DESCRIPTION OF THE TASK:
Read the data below. Then repeat all of it exactly.

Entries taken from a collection
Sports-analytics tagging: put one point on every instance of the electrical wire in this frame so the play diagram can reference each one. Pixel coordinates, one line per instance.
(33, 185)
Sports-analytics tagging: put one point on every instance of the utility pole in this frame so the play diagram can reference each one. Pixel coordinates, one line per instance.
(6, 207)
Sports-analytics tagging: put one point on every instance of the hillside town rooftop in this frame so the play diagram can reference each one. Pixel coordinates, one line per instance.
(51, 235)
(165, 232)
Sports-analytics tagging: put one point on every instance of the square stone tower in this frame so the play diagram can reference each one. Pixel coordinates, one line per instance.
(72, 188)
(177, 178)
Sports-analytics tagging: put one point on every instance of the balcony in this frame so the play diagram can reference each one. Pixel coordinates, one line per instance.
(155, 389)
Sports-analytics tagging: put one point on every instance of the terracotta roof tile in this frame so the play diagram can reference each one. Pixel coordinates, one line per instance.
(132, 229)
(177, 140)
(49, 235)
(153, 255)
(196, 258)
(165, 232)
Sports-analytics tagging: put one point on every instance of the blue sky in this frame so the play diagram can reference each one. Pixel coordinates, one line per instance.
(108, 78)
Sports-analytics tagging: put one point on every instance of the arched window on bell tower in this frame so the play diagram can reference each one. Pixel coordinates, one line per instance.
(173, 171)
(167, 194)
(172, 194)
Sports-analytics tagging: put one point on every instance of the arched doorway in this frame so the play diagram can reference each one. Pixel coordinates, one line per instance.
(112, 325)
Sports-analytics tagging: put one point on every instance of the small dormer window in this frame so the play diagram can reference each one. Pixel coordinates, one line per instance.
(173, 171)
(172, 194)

RESPONSE AREA:
Sports-analytics tagging: put one point on every instance of the electrical wire in this frame so the play diagram can reference each one. Pixel coordinates, one line per instance.
(33, 185)
Sports-analytics tagging: put one point on every instance of the utility pole in this frame so the play diagram can reference each one. Pixel coordinates, one line per instance.
(6, 207)
Sports-analytics tagging: put one point on every instance of the hillside town rooftop in this frame so the play diagram can reference each one. Pixel coordinates, one line per instance.
(51, 235)
(165, 232)
Sports-analytics tagging: put one point on every instance of the square stone tower in this frame so the play diagram can reference each one. Pixel coordinates, one line per instance.
(72, 188)
(177, 178)
Sports-analytics tagging: put one point on every instance of the balcony in this frame so the play diagram can reference each one. Pixel coordinates, one line per instance.
(155, 389)
Sports-analytics tagging: put one point on every instance of the terracotta roof tile in this frame so the play diagram can reference each one. Pixel coordinates, one line per instance.
(132, 229)
(177, 140)
(49, 235)
(153, 255)
(196, 258)
(165, 232)
Sports-analytics tagging: put one point on every instance of the blue sky in this frame so the play diagram can reference each one. Pixel coordinates, one line per instance.
(108, 78)
Sports-analytics tagging: put one point on every instance of the arched window on bell tower in this frame so the play diagram can reference each one. Pixel coordinates, one line per instance.
(173, 171)
(167, 194)
(172, 194)
Sports-analytics tagging: put one point on every instance of the arched doorway in this frame so the play diagram can reference each one. Pixel coordinates, one line per instance.
(112, 325)
Sports-analytics tagging: put one point on every instance of the small dormer window in this frame so the play diagram can reference each one. Pixel coordinates, one line per instance.
(173, 171)
(172, 194)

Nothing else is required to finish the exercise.